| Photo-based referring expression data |
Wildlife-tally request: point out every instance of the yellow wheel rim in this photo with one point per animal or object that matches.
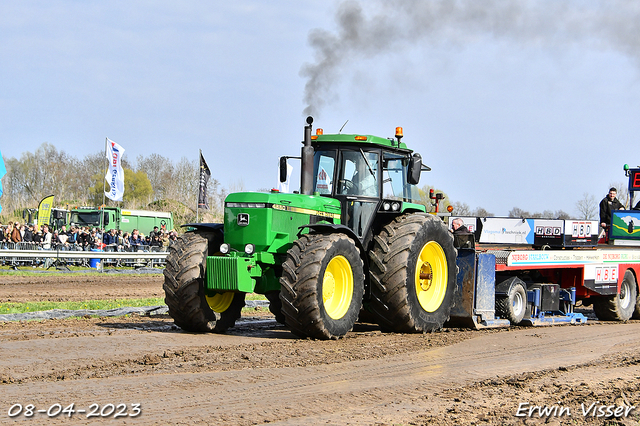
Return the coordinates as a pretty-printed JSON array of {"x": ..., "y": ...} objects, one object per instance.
[
  {"x": 431, "y": 276},
  {"x": 337, "y": 287},
  {"x": 220, "y": 302}
]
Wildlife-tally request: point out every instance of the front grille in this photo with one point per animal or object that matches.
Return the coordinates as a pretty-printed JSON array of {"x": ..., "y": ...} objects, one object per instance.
[{"x": 222, "y": 273}]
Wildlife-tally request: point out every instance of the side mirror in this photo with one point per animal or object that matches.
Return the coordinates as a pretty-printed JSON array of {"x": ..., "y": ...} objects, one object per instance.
[
  {"x": 283, "y": 169},
  {"x": 415, "y": 167}
]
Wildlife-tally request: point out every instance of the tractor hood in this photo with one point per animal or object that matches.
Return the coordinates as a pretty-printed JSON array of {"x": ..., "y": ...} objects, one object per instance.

| Work to complete |
Down to the last line, return the entries above exactly, with no pictures.

| Result |
Wildlife-tally request: point out every instance of the yellow wheel rim in this photo with one point per animal or object that matches.
Return the coordinates as a pretty-printed JSON array of {"x": ..., "y": ...} objects, one object per instance.
[
  {"x": 431, "y": 276},
  {"x": 337, "y": 287},
  {"x": 220, "y": 302}
]
Wildlife-tally request: point out every instance of the front grille in this photo with one point per animal or object that matches.
Return the coordinates as a pretty-printed JSON array of {"x": ..., "y": ...} objects, one object per instance.
[{"x": 222, "y": 273}]
Wildlife-tally request: point out every instance of the side mirror in this photo with one point per animal or object that matches.
Return the coordinates as a pretty-printed JSON array of {"x": ..., "y": ...} objects, one object per instance.
[
  {"x": 283, "y": 169},
  {"x": 415, "y": 167}
]
Wildlife-tally request: point out every instance of the tractor hood in this photo with one point per animal or object that matches.
Return the coordinates as a pretty-printed JSON array of {"x": ..., "y": ...} objects, one object per instance.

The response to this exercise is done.